**DIRECTIONS**
1. Copy the biking text word for word, between "Harty lives in" and "cyclists and pedestrians.", inclusive.
2. Summarize the biking text in two sentences.

**TEXT**
Rau worked for Singletrack Mountain Bike Adventures, a youth race development program that offers summer camps and team programs during the spring, summer and fall. She witnessed firsthand the impact that mountain biking can have on people, including children who found themselves in trouble.
“It strengthens family bonds, and it connects people to their community. Those are elements that are proven to reduce the need for intervention — whether it’s mental health, substance abuse, feeling isolated, or being addicted to screen time,” said Rau. “I think we’re all, including kids, under a tremendous amount of stress. Biking is pretty much year-round in Colorado, and it’s something you can do with your family.”
Colorado is blessed with a plethora of mountain biking trails, with around 1,700 trails just in the state’s Central Rockies. The problem isn’t necessarily finding a trail, it’s finding the wherewithal to strap on a helmet and jump on a mountain bike. Once that wherewithal is found, the benefits can be tremendous — just ask Gary Harty.
Harty lives in Lakewood, and he has been a strong advocate for getting people on bikes. He brought Cycling Without Age to Lakewood over a year ago, a program that provides three-wheeled bikes, called trishaws, to people who cannot ride a bike by themselves. The trishaws have a couchlike seat big enough for two people to sit on, while volunteers power it for senior communities all throughout Lakewood. The longtime cyclist also founded the Lakewood Bicycle Advisory Team, a group that advocates for better infrastructure for cyclists and pedestrians.

**SUPPLIED ENTRIES**
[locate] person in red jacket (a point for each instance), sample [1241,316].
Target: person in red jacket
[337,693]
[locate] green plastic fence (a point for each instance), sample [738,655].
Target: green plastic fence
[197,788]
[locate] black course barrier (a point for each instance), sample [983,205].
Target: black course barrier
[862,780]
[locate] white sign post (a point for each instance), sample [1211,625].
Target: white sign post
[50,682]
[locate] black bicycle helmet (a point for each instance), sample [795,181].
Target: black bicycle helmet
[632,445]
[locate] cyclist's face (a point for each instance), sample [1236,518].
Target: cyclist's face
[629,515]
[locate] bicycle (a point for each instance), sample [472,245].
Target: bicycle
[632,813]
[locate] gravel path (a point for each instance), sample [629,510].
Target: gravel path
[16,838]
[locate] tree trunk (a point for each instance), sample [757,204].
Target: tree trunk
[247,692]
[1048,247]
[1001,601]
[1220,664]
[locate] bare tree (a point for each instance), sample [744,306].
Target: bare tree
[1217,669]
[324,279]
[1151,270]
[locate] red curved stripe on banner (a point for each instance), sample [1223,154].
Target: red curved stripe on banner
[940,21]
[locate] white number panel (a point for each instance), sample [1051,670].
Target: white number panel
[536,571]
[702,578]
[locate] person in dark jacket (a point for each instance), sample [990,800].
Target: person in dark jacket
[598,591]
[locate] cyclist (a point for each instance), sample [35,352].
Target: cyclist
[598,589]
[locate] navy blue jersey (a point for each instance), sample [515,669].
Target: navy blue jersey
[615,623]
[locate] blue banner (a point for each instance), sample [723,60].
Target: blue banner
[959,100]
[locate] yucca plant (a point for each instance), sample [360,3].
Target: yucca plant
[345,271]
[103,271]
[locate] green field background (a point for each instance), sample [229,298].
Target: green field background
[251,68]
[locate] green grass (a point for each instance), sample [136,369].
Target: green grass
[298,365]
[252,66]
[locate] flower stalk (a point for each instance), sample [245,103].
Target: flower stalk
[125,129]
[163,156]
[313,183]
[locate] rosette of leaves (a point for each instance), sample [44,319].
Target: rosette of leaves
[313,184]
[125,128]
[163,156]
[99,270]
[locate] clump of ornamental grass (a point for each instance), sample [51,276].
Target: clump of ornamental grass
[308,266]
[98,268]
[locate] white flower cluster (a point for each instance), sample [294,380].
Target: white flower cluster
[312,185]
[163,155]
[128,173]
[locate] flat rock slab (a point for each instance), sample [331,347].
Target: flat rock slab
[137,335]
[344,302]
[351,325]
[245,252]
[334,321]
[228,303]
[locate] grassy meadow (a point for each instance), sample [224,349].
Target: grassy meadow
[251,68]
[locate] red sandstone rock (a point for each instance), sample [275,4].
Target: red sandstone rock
--
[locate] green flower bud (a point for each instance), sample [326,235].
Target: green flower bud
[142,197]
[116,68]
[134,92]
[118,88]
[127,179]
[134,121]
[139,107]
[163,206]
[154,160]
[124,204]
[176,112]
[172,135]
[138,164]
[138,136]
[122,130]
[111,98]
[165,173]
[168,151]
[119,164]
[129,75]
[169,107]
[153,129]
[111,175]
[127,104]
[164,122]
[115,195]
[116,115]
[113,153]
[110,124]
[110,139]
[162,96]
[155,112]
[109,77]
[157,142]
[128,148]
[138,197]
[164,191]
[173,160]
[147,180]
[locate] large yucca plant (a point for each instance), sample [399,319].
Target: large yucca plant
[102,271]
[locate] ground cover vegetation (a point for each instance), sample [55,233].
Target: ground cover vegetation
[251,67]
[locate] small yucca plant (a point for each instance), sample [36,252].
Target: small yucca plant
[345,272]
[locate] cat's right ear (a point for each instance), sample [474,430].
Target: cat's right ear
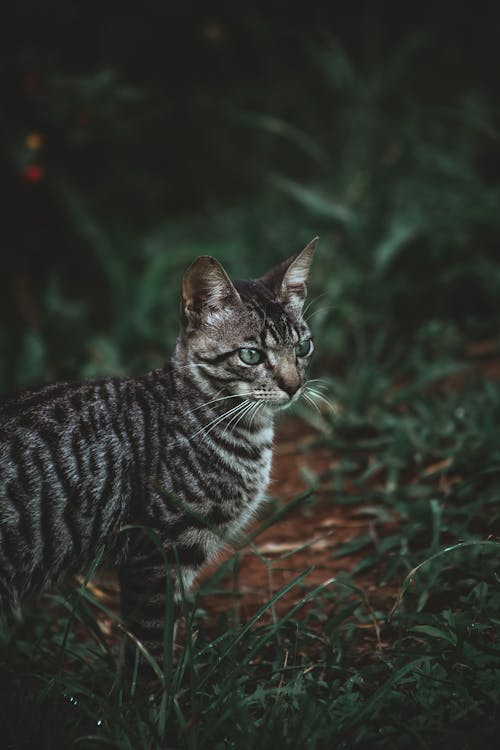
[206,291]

**ANSWERS TO EACH TASK**
1.
Harty lives in Lakewood, and he has been a strong advocate for getting people on bikes. He brought Cycling Without Age to Lakewood over a year ago, a program that provides three-wheeled bikes, called trishaws, to people who cannot ride a bike by themselves. The trishaws have a couchlike seat big enough for two people to sit on, while volunteers power it for senior communities all throughout Lakewood. The longtime cyclist also founded the Lakewood Bicycle Advisory Team, a group that advocates for better infrastructure for cyclists and pedestrians.

2. Rau, who worked for a youth mountain biking program, says biking strengthens family bonds and community ties, which can reduce the need for intervention in problems such as substance abuse and isolation. Colorado has about 1,700 trails in its Central Rockies alone, and Lakewood resident Gary Harty promotes cycling through Cycling Without Age, which provides volunteer-powered trishaw rides to senior communities, and through the Lakewood Bicycle Advisory Team.